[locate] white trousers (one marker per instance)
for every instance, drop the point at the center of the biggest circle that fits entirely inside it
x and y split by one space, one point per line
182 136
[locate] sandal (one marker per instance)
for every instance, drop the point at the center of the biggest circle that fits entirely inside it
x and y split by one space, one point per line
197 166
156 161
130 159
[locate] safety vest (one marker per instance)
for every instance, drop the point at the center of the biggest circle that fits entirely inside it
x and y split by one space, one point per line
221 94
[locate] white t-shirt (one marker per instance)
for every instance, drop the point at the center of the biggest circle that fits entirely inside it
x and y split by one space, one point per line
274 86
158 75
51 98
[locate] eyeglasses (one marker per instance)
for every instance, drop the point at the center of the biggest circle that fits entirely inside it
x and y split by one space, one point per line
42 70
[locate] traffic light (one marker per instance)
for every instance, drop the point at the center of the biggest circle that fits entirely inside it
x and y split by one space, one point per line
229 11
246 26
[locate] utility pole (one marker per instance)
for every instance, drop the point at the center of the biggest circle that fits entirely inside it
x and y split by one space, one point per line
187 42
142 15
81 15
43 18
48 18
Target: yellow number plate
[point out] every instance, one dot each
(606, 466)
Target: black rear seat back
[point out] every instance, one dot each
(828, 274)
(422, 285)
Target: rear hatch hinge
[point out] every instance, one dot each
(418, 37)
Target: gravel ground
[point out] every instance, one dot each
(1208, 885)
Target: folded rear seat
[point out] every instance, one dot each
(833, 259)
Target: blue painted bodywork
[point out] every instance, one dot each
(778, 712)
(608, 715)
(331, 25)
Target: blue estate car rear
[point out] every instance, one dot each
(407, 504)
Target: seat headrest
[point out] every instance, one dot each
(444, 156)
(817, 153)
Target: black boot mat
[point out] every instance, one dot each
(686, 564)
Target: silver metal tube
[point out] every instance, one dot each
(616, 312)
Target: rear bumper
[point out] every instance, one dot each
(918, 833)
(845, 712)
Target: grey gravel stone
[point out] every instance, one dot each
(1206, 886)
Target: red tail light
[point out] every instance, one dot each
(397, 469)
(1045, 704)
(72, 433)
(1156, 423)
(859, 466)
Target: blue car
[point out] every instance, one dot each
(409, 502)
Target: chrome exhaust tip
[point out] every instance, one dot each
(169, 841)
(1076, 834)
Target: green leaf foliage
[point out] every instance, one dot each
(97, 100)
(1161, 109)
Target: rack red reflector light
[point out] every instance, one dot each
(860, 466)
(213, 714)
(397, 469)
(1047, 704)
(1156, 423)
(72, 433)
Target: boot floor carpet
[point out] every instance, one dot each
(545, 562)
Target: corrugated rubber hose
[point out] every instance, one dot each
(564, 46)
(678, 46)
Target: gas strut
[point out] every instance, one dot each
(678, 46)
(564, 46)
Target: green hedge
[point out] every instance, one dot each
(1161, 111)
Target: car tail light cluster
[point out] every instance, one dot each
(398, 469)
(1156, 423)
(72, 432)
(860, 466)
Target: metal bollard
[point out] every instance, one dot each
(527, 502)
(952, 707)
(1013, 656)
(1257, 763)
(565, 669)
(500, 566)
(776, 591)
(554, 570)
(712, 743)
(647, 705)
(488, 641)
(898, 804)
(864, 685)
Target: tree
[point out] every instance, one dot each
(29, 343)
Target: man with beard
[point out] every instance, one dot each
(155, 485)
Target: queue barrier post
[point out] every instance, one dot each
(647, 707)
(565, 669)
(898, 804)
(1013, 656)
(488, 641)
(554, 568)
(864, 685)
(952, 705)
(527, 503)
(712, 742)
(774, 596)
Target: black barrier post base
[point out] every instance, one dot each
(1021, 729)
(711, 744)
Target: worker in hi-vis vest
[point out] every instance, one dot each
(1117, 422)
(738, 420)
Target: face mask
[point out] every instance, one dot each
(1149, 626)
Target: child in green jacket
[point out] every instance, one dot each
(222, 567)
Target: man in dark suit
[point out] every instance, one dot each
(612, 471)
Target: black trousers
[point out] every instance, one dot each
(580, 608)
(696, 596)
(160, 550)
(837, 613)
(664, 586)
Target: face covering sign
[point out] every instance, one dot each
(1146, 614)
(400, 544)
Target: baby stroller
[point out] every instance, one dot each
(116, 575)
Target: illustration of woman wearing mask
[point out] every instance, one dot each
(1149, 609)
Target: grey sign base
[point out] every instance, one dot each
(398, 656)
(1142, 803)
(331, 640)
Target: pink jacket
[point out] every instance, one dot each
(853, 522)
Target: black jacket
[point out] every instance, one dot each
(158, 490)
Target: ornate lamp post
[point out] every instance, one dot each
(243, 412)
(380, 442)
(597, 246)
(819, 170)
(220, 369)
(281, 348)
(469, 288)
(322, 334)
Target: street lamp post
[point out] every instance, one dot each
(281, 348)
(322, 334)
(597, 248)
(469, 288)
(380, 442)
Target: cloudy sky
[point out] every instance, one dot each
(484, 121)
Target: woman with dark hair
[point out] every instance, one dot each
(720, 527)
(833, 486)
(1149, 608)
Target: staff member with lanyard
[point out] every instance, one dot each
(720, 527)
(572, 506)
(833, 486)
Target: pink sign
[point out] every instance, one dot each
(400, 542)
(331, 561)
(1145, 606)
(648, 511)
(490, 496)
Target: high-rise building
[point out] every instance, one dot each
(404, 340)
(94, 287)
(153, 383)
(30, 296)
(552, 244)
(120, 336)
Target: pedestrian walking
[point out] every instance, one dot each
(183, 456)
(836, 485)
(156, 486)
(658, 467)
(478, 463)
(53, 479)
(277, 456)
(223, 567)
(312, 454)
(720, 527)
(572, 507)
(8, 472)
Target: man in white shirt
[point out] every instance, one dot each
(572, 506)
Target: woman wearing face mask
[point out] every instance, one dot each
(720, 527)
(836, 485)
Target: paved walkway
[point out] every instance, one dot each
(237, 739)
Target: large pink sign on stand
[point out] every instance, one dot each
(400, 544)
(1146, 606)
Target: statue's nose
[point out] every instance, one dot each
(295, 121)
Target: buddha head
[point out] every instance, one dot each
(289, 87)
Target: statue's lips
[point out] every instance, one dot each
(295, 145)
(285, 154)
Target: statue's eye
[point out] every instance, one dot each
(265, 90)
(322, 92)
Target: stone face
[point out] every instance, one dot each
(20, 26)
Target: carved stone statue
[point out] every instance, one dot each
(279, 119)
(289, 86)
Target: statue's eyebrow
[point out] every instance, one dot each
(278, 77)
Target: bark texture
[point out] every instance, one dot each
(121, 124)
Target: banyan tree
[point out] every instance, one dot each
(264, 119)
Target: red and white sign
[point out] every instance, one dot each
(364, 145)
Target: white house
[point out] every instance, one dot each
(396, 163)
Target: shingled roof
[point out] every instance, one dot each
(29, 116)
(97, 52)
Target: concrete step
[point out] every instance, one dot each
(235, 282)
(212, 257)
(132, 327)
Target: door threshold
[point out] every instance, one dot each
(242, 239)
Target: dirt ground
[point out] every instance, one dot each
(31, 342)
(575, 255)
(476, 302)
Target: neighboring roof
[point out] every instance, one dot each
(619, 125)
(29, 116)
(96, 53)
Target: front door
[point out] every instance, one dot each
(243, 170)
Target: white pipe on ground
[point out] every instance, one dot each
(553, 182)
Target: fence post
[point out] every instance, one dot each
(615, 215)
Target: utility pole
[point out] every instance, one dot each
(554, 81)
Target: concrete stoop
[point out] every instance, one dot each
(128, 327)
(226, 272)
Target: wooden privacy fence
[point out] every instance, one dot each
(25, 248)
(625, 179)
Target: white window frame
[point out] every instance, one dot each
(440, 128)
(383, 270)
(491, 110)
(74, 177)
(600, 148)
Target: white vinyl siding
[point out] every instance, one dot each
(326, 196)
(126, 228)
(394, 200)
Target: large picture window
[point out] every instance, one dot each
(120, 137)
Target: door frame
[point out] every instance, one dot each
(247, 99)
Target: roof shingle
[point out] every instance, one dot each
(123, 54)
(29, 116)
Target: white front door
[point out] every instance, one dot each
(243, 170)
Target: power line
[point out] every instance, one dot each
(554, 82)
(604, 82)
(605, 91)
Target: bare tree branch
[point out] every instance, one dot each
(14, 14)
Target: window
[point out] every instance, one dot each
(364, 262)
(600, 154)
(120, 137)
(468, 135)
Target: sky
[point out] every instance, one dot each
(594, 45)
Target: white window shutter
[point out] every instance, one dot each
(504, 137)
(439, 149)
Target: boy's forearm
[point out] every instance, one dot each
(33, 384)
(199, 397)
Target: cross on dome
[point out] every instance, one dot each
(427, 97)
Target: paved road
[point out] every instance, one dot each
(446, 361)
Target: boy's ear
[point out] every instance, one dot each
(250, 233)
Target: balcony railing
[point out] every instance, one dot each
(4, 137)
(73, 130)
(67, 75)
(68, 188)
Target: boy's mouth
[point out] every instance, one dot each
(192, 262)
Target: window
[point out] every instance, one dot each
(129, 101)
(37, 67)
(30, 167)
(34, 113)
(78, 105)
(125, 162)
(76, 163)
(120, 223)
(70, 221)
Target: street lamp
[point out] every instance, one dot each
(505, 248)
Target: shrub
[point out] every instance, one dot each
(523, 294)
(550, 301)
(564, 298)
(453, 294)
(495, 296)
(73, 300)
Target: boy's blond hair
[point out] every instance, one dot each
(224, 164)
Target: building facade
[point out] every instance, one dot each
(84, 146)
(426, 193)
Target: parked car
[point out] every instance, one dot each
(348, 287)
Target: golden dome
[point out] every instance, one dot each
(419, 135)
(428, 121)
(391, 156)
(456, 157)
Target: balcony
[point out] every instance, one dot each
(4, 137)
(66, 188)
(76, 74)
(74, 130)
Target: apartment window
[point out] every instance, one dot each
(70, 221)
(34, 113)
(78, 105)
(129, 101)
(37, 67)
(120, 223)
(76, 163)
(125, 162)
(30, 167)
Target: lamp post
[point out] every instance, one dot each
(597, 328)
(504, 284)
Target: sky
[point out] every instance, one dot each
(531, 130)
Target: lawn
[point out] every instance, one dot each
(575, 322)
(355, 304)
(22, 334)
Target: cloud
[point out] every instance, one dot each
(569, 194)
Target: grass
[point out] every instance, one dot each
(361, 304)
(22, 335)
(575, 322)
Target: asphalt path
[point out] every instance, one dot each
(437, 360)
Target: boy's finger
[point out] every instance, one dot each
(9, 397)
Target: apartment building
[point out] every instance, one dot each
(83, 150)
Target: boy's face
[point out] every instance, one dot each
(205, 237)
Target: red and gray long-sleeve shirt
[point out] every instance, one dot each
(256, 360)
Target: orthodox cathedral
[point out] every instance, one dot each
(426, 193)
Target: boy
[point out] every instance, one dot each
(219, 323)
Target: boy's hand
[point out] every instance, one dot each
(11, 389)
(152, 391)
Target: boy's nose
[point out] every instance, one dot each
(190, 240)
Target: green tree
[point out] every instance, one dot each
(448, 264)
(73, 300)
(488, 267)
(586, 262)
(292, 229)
───
_WHAT TO WORK ON:_
Return the number of lines in the data above that include the word "pink", and nothing else.

_SOLUTION TO THIS TASK:_
3